Opdrachtdoel:
Beantwoord de volgende vragen over het documentfragment hieronder.
1. In welke periode ontving appellant een ZW-uitkering?
2. Op welk bedrag werden de geschatte inkomsten uit de autohandel vastgesteld?
3. Welke rechtbank had de beroepen van appellant ongegrond verklaard?

Documentfragment:
_ _ _ _ _

ECLI:NL:CRVB:2005:AV4151
Centrale Raad van Beroep
- Hoger beroep
- H. Bolt
- B.M. van Dun
- J. Riphagen
- Rechtspraak.nl
Terugvordering van sociale uitkeringen wegens verzwegen inkomsten uit autohandel
In deze zaak gaat het om de terugvordering van uitkeringen op basis van de Werkloosheidswet (WW), de Ziektewet (ZW) en de Wet op de arbeidsongeschiktheidsverzekering (WAO) van appellant, die inkomsten uit autohandel heeft verzwegen. Appellant ontving van 27 november 1995 tot 1 juni 1998 een WW-uitkering, gevolgd door een ZW-uitkering van 2 juni 1998 tot 31 mei 1999, en een WAO-uitkering vanaf 1 juni 1999. Na een melding van een sociaal rechercheur over mogelijke fraude, heeft het Uitvoeringsinstituut werknemersverzekeringen (Uwv) een onderzoek ingesteld. Dit onderzoek leidde tot de conclusie dat appellant in de periode van 1 januari 1998 tot 29 januari 2002 als zelfstandig ondernemer in de autohandel actief was, zonder dit te melden. De geschatte inkomsten uit deze activiteiten werden vastgesteld op € 3.176,46 netto per jaar.
De Raad voor de Rechtspraak bevestigde de eerdere uitspraken van de rechtbank Zwolle, die de beroepen van appellant tegen de besluiten van het Uwv ongegrond had verklaard. De rechtbank oordeelde dat appellant in de genoemde periode inderdaad inkomsten had verzwegen en dat de schatting van de door gedaagde gemaakte inkomsten aanvaardbaar was. Appellant had in hoger beroep zijn standpunt herhaald, maar de Raad oordeelde dat de rechtbank terecht had geoordeeld dat de verklaringen van getuigen en de verklaring van appellant zelf voldoende bewijs boden voor de conclusie dat hij actief was in de autohandel.
De Raad benadrukte dat het feit dat appellant zijn activiteiten als hobby beschouwde, niet afdoet aan het feit dat deze activiteiten in het economisch verkeer plaatsvonden en dat er een geldelijk voordeel werd beoogd. De Raad bevestigde de eerdere uitspraken en wees de verzoeken van appellant af, zonder aanleiding te zien om de stellingen van appellant verder te bespreken. De uitspraak werd gedaan door een collegiaal orgaan, waarbij de voorzitter en de leden de beslissing gezamenlijk hebben genomen.

_ _ _ _ _

Gegevensuittreksel:

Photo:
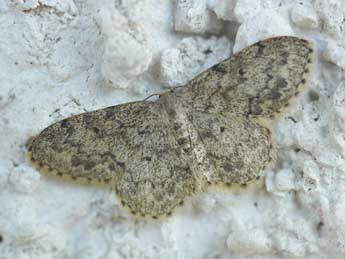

_ _ _ _ _

Eindantwoord:
1. Van 2 juni 1998 tot 31 mei 1999.
2. Op € 3.176,46 netto per jaar.
3. De rechtbank Zwolle.